### INSTRUCTIONS FOR THE TASK
Print out every record below, exactly as written.

*** SUPPLIED ENTRIES ***

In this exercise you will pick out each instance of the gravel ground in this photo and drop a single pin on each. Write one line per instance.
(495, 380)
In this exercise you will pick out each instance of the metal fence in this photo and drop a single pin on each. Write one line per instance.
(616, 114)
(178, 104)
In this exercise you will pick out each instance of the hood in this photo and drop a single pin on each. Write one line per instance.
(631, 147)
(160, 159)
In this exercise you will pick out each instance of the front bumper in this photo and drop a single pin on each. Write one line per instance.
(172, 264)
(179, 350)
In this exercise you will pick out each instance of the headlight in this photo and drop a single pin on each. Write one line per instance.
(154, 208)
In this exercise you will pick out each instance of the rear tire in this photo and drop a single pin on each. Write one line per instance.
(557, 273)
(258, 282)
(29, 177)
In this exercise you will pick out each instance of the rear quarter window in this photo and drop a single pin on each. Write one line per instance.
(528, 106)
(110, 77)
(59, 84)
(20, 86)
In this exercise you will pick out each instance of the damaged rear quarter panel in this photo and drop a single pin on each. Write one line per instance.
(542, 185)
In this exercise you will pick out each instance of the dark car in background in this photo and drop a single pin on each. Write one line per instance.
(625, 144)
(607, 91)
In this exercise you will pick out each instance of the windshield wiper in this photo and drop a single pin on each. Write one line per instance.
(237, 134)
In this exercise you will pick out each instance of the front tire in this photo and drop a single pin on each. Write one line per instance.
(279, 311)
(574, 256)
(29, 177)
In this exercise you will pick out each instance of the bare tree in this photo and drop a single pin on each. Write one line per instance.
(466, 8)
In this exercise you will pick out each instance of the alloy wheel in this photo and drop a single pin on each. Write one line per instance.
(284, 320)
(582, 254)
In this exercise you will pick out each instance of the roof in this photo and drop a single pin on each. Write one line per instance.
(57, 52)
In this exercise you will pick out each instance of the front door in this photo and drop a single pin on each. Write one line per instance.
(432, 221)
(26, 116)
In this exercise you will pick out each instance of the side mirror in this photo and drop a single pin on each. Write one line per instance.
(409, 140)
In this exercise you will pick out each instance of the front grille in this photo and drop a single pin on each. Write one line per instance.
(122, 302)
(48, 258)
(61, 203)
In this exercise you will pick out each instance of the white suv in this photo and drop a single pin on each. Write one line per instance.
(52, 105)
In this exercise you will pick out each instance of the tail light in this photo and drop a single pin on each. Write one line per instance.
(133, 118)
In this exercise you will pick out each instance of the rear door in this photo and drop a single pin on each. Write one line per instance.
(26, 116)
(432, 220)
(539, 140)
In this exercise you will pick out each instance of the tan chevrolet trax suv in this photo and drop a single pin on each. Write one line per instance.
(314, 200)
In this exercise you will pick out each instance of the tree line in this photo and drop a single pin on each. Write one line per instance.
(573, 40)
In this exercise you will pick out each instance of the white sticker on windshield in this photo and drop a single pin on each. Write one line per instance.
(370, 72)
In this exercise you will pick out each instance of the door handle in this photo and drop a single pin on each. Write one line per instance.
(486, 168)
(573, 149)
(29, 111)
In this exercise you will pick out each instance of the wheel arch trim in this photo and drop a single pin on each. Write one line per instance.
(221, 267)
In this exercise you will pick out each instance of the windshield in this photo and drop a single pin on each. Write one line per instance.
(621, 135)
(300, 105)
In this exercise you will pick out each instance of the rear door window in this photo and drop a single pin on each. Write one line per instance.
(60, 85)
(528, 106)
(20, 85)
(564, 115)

***

### WRITTEN REPLY
In this exercise you will pick out each instance of the gravel ground in this photo and drop a single pin on each. Write one line per instance.
(495, 380)
In this exercise you will pick out each instance of the metal fence in this photo and drop a single pin on each. Write one line per instance.
(616, 114)
(178, 104)
In this exercise you will pick out each instance of the hood in this photo and drop a single pin on each. Write one line per instance.
(631, 147)
(160, 159)
In this exercise you will pick out each instance of the front bumper in this photo and drop a single pin on each. Write one line per instance.
(172, 264)
(179, 350)
In this exercise you will pick out each instance of the headlight in this photo and drop a single pin on each. Write one line per instance.
(154, 208)
In this exercise you will pick out each instance of the rear tire in this photo and drop a single pin on each. Write one line per instance.
(557, 273)
(258, 282)
(29, 177)
In this exercise you will pick out each instance of the rear quarter window in this photo and drop a single pin on each. Write one line per instance.
(528, 106)
(110, 77)
(59, 84)
(20, 86)
In this exercise you will pick out each instance of the damaged rear quarter panel in this photo and drop a single pin on each. Write one line per instance.
(542, 185)
In this exercise you will pick out each instance of the dark car in background in this photo and drop a single pin on each. Write one line per instance.
(625, 144)
(607, 91)
In this exercise you will pick out each instance of the windshield wiper in this photo and drop a single pin on each. Write one line per instance.
(237, 134)
In this exercise you will pick out each instance of the front tire in this photo and drop a single pin on each. Write one line per instance.
(279, 311)
(574, 256)
(29, 177)
In this exercise you will pick out each instance of the bare tree in this photo and drop a single pin on each. Write one line per instance.
(466, 8)
In this exercise you will pick out each instance of the alloy wheel in this photo and drop a single pin on each. Write one line per instance.
(284, 320)
(582, 254)
In this exercise you will pick out each instance of the roof in this photo and drop a single pin on each. Write one line per instance.
(57, 52)
In this exercise you will pick out each instance of the front door in this photo and drop a single pin on each. Write one line per instance.
(432, 221)
(26, 116)
In this exercise you will pick out each instance of the side mirror in this photo and drop a single pin on each. Write one line per instance.
(409, 140)
In this exercise you will pick out each instance of the front grille in this photo and drop a single pin on each. Write one line per instance.
(122, 302)
(48, 258)
(61, 203)
In this exercise you will pick out each instance of the white suv in this photo and drop a single pin on each. Write one line per instance.
(52, 105)
In this exercise you will pick out each instance of the tail light in this photo and drop a single pin on each. Write one line per instance.
(133, 118)
In this exercise you will pick out each instance of the rear door in this photo and drop a single pin on each. Write one line per instance.
(26, 116)
(432, 220)
(539, 140)
In this exercise you will pick out each instance of the tan chevrolet trax suv in this photo and drop a single pin on each. Write one line per instance.
(314, 200)
In this exercise you will pick out each instance of the tree line in this photo and drop a single pin on each. Write one line per instance.
(573, 40)
In this exercise you will pick out each instance of the white sticker on windshield in this photo and drop a single pin on each. Write one line per instance.
(370, 72)
In this exercise you will pick out each instance of the door handle in this photo and drop a single pin on each. Write one line per instance.
(486, 168)
(573, 149)
(29, 111)
In this exercise you will pick out each instance of the wheel arch trim in this photo and drop a single pin on each. Write one line per instance.
(221, 267)
In this exercise you will pick out each instance of the windshield in this photo and drop a single pin on each. Write one line per instance.
(621, 135)
(300, 105)
In this exercise you will pick out each instance of the rear door window in this photo and drop a single pin on each. Write one line per instance.
(60, 85)
(528, 106)
(20, 85)
(564, 115)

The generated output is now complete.